Exercise goal: Starting at the line that holds "Target: car side mirror" and stopping at the line that holds "Target: parked car", restate the records below word for word, with both of those lines included.

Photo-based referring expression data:
□ □ □ □ □
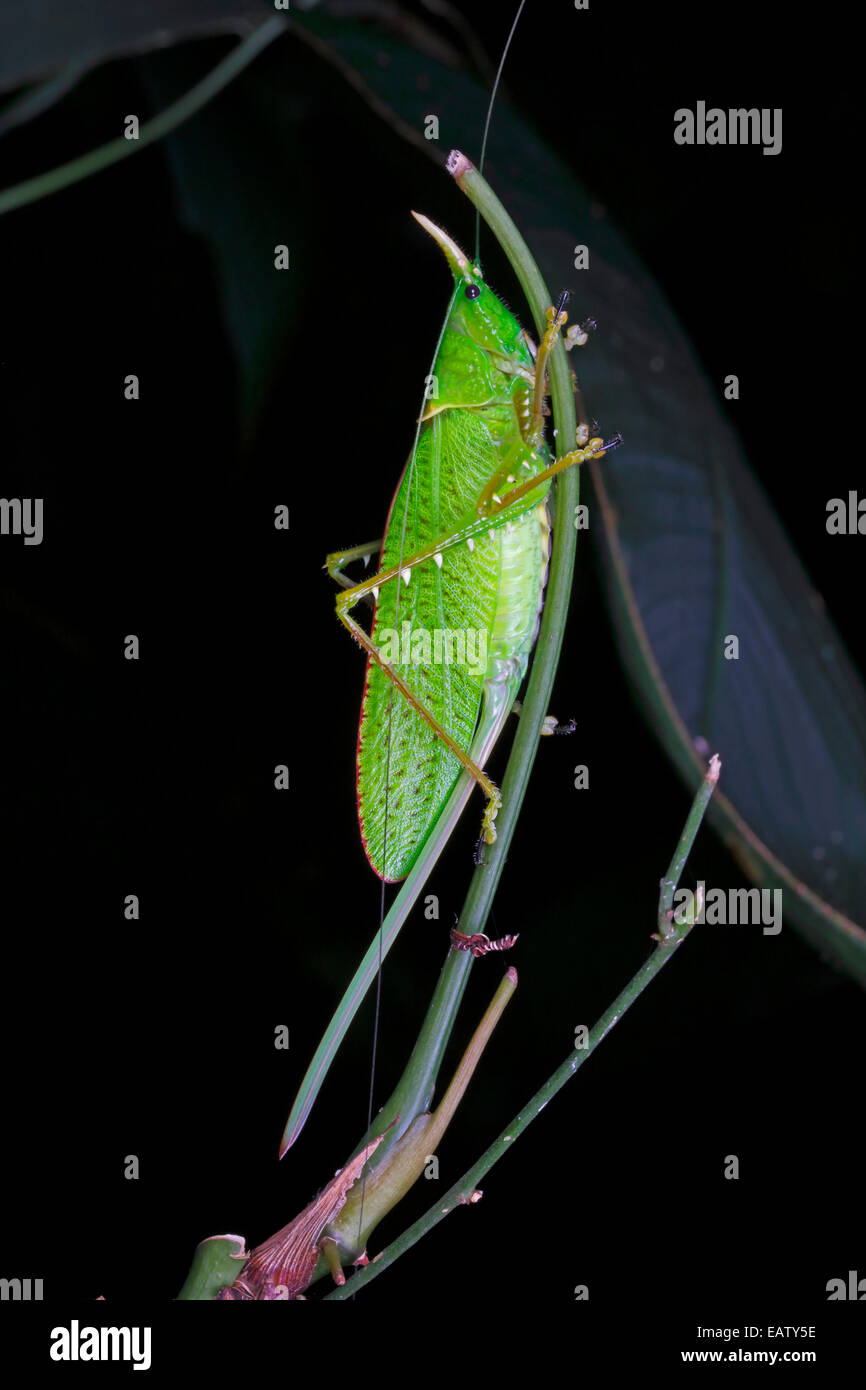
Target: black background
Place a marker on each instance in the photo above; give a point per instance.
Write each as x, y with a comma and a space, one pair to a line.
156, 777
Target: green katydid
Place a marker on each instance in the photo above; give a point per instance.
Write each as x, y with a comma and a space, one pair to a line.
462, 573
466, 548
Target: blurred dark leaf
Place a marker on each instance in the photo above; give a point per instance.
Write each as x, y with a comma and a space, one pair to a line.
36, 39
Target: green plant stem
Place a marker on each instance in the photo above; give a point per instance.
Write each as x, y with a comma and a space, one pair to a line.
463, 1190
421, 1069
224, 72
485, 880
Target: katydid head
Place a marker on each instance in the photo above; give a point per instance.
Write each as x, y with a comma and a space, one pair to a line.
477, 312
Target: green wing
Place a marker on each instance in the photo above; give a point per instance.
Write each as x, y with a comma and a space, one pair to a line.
405, 772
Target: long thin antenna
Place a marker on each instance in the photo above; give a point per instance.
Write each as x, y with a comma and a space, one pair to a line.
487, 120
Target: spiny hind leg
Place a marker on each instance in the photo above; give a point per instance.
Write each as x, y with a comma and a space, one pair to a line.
337, 562
494, 797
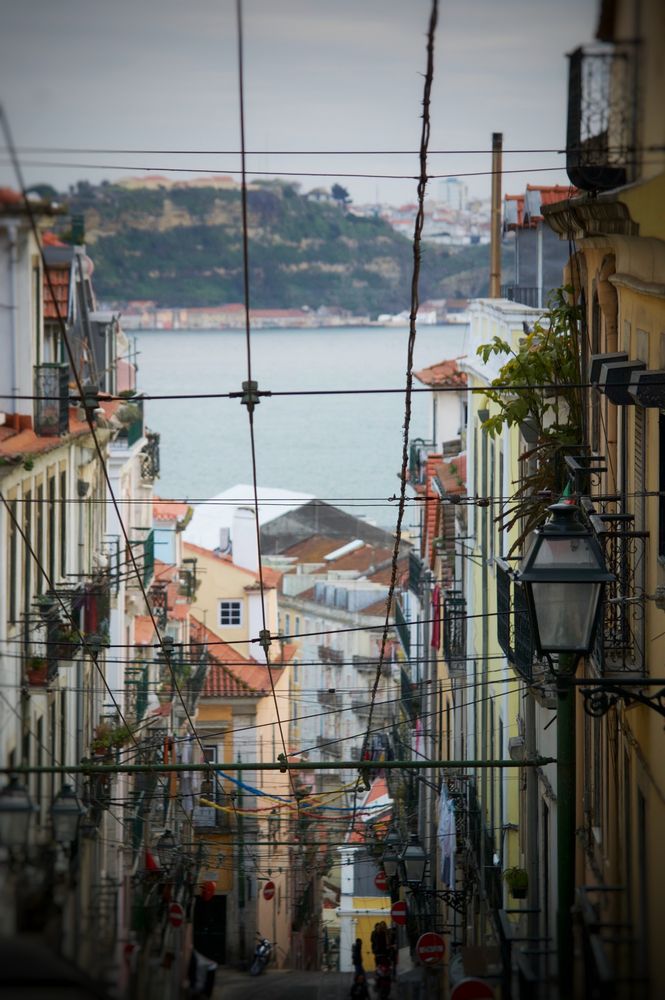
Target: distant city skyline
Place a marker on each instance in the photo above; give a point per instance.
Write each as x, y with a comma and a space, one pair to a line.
332, 92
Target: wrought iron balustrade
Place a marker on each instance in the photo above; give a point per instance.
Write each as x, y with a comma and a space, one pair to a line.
329, 699
149, 457
514, 630
620, 645
454, 631
51, 387
526, 295
602, 120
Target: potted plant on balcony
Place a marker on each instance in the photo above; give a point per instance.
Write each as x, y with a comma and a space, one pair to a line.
517, 881
37, 671
68, 640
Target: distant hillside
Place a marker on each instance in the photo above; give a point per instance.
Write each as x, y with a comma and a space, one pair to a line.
183, 247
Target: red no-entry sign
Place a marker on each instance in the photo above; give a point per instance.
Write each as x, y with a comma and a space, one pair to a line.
381, 881
472, 989
430, 948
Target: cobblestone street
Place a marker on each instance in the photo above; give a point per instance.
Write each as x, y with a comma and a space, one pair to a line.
289, 985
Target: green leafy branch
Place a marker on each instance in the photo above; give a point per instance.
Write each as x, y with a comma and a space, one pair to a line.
539, 390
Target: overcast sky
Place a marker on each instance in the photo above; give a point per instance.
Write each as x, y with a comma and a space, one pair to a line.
333, 75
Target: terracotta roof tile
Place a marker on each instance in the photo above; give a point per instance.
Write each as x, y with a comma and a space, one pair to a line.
169, 510
60, 281
271, 577
229, 673
444, 373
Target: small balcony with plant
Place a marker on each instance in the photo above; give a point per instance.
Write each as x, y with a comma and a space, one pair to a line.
51, 389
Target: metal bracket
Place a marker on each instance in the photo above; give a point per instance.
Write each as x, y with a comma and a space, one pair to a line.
250, 395
600, 698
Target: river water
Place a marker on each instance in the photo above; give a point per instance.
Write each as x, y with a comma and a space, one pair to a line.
342, 448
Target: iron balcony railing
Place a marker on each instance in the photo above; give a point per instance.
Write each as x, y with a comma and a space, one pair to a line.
620, 638
602, 116
51, 385
526, 295
454, 631
514, 630
131, 415
329, 655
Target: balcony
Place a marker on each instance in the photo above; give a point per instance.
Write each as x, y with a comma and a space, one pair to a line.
329, 655
513, 623
130, 417
51, 387
209, 818
602, 120
329, 699
526, 295
149, 457
454, 632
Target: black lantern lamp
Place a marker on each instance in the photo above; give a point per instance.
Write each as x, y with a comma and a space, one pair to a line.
563, 574
16, 809
391, 846
413, 860
66, 813
167, 850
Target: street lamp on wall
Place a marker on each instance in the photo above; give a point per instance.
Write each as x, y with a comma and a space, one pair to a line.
391, 853
66, 813
563, 575
167, 850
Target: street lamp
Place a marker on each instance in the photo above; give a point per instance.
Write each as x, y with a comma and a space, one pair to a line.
16, 809
391, 855
167, 850
66, 813
413, 861
563, 575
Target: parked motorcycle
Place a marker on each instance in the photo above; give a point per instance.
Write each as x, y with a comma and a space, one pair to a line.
383, 979
262, 954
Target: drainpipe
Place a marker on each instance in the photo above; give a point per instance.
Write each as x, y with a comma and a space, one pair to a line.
13, 299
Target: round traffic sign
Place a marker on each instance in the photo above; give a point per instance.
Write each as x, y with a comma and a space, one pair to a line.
381, 881
430, 948
176, 914
472, 989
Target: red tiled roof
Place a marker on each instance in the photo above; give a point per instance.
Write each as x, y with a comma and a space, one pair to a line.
444, 373
271, 577
8, 196
144, 630
169, 510
59, 280
178, 607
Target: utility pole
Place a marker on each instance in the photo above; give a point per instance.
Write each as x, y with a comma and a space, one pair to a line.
495, 223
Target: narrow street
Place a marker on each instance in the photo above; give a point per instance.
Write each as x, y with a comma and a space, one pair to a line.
288, 985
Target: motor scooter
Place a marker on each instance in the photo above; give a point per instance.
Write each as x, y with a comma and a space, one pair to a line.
262, 954
383, 979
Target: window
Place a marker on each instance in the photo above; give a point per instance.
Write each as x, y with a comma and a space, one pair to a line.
230, 613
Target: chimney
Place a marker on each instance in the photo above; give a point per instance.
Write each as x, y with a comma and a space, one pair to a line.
244, 543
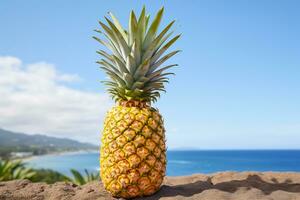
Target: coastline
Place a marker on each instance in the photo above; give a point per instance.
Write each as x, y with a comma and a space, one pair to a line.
221, 186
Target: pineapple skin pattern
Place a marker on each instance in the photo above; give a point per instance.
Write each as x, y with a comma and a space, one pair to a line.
133, 152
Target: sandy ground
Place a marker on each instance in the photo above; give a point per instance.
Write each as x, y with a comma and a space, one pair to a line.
219, 186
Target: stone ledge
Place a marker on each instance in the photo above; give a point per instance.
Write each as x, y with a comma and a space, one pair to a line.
224, 185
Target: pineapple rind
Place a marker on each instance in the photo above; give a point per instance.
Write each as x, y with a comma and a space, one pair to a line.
133, 152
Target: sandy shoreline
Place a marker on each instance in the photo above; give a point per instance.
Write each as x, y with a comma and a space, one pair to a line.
218, 186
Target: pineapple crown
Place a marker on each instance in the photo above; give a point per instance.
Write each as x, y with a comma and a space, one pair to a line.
134, 64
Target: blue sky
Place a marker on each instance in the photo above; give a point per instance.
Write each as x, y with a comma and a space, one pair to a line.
237, 85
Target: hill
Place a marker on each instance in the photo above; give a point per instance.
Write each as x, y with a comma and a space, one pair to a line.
37, 144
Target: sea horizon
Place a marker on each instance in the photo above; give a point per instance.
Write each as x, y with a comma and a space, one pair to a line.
185, 162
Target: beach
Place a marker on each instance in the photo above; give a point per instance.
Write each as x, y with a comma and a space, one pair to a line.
218, 186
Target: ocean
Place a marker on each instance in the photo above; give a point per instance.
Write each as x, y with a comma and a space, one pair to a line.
186, 162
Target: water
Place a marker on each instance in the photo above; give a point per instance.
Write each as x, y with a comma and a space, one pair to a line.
187, 162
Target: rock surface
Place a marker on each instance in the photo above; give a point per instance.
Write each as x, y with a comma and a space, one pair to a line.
219, 186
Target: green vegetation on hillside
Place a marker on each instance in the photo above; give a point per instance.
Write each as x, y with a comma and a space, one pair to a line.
37, 144
12, 170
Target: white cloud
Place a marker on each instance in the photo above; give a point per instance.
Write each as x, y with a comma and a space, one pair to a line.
34, 98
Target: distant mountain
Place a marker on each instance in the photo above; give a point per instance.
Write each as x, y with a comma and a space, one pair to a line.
37, 144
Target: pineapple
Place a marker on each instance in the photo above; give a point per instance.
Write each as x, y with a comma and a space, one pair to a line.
133, 150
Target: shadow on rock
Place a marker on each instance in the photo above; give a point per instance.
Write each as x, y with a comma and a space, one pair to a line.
252, 181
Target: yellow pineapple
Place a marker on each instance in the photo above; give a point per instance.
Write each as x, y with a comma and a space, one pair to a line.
133, 150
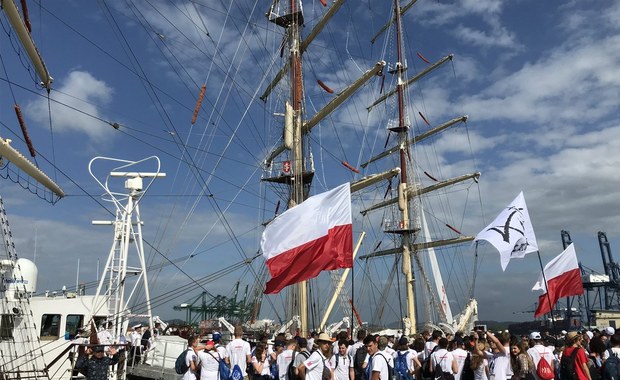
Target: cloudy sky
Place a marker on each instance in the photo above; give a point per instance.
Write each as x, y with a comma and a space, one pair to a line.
538, 80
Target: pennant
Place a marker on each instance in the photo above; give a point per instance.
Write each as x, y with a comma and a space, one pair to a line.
313, 236
563, 280
511, 233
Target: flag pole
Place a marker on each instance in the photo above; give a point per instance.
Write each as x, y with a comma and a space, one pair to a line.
551, 306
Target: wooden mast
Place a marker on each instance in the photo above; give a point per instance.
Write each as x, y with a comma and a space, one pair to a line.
403, 128
297, 193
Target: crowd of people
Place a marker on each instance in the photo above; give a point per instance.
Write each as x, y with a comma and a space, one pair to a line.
479, 355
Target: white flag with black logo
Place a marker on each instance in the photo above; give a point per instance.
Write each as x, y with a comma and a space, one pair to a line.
511, 233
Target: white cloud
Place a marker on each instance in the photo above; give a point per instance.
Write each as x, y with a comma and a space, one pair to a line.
79, 91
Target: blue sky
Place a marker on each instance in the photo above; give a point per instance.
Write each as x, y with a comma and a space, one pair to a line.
538, 80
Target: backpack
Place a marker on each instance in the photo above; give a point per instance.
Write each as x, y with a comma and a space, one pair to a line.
611, 367
222, 368
327, 373
441, 375
390, 368
290, 370
567, 366
401, 367
236, 373
358, 362
273, 369
180, 365
467, 373
596, 370
543, 370
426, 365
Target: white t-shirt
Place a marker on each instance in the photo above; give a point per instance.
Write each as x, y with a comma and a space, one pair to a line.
380, 362
238, 351
283, 360
536, 352
310, 344
221, 350
460, 355
265, 370
314, 366
352, 350
444, 358
615, 350
340, 364
481, 372
409, 355
428, 348
501, 368
209, 365
189, 357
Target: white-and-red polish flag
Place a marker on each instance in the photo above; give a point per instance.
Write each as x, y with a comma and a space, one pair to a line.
313, 236
563, 280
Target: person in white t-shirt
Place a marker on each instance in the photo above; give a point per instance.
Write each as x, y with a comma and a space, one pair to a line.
209, 362
539, 351
501, 368
410, 356
429, 346
444, 358
191, 359
285, 358
239, 353
217, 338
340, 361
313, 367
460, 354
378, 361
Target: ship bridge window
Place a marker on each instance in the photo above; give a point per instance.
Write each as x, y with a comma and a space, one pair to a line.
7, 324
50, 326
74, 322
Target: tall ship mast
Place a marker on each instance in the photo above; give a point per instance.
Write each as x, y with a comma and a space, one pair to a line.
413, 245
290, 165
292, 160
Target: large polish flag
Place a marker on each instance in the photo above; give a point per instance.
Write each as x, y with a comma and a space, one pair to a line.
313, 236
511, 233
563, 280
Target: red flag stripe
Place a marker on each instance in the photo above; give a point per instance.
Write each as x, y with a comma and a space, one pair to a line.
329, 252
565, 285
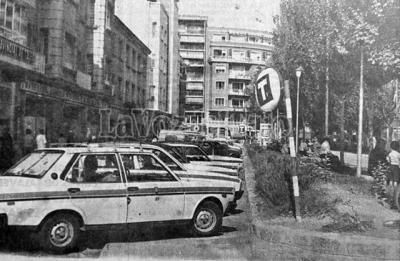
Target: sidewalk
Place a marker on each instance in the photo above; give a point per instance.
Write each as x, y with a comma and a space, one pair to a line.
314, 245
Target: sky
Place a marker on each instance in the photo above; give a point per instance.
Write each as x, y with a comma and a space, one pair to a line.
245, 14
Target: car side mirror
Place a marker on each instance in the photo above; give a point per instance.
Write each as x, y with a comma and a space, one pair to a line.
54, 176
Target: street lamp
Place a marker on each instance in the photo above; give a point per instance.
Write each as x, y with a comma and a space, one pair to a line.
298, 75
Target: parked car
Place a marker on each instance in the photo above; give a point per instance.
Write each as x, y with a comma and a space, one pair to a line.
196, 155
59, 192
185, 169
218, 148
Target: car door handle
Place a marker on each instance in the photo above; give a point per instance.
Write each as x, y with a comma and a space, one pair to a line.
74, 190
132, 189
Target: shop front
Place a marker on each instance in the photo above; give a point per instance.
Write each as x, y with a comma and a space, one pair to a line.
59, 112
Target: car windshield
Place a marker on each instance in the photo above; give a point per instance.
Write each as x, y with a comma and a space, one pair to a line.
34, 165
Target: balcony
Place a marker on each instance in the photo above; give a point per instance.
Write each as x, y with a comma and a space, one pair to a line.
194, 79
15, 56
194, 87
237, 92
192, 39
194, 100
83, 80
239, 76
231, 59
192, 54
27, 3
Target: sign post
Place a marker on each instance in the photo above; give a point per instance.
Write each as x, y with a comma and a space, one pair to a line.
293, 162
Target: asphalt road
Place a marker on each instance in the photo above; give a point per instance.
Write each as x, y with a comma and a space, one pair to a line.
233, 243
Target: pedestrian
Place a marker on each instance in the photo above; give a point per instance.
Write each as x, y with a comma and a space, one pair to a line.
29, 142
61, 139
41, 141
394, 159
6, 150
377, 155
303, 148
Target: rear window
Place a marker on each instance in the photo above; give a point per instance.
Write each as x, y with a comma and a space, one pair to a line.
35, 164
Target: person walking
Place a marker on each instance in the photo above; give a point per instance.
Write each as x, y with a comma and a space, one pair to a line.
29, 142
394, 159
6, 150
41, 141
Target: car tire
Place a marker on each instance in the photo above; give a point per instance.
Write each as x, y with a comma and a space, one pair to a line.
59, 234
397, 197
207, 219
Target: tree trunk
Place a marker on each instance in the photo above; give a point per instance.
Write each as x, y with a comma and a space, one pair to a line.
342, 107
327, 90
360, 114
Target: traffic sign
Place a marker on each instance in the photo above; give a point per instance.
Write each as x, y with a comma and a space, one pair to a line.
268, 89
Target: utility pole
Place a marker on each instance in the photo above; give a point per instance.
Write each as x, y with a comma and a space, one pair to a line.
293, 160
360, 114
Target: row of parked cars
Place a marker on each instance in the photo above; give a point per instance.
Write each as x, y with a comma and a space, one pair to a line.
59, 192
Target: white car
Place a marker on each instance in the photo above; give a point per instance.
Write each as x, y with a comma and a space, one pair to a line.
188, 170
60, 192
198, 156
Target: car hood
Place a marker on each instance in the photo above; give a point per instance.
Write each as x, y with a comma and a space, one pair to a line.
209, 178
24, 184
230, 165
225, 158
211, 168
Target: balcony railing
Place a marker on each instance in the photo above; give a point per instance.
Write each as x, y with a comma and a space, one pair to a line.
195, 79
237, 92
192, 39
240, 76
192, 54
220, 58
20, 56
194, 100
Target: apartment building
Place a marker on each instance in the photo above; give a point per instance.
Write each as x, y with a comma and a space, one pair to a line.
58, 67
193, 50
155, 22
233, 56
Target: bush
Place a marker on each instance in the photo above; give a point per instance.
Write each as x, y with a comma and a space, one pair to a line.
273, 177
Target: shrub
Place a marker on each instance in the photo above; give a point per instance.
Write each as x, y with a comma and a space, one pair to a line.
273, 177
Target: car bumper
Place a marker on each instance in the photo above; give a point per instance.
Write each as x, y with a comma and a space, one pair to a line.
3, 221
238, 194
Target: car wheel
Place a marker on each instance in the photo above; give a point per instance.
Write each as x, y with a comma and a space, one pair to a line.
59, 233
207, 219
397, 197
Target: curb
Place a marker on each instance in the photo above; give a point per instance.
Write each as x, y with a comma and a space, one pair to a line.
327, 246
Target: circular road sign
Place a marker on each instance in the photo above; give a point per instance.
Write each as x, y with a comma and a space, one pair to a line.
268, 89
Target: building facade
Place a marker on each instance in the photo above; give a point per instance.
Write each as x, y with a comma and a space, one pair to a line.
193, 50
156, 22
55, 67
234, 55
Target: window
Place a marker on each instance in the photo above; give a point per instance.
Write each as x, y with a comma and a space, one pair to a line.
219, 101
154, 29
237, 86
237, 103
220, 69
95, 168
13, 16
109, 13
220, 85
35, 165
144, 168
69, 52
44, 35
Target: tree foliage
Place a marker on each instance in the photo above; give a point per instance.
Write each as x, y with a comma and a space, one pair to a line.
320, 33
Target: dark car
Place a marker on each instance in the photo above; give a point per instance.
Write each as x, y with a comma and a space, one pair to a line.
220, 149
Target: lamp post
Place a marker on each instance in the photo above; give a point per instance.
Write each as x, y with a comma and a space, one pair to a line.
298, 75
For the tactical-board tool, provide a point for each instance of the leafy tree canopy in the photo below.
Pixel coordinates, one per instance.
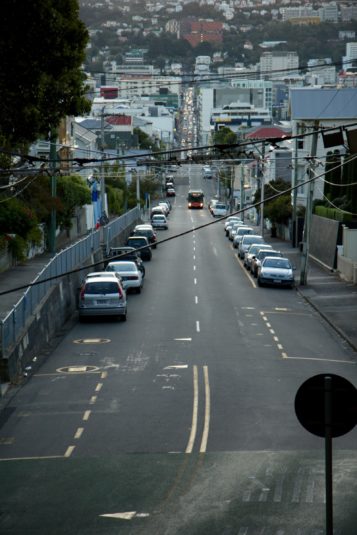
□ □ □ □ □
Task output:
Target: car side mirror
Place a marker on each instance in the photo above; give a point per instance.
Write each as x, y with a comma and a space, one pair to a line.
54, 176
Target: street lamp
Place a marker on each instance in the photo above; give a point per instance.
Write each as x, y with a comma and a space, one pair to a line.
298, 75
Target: parked car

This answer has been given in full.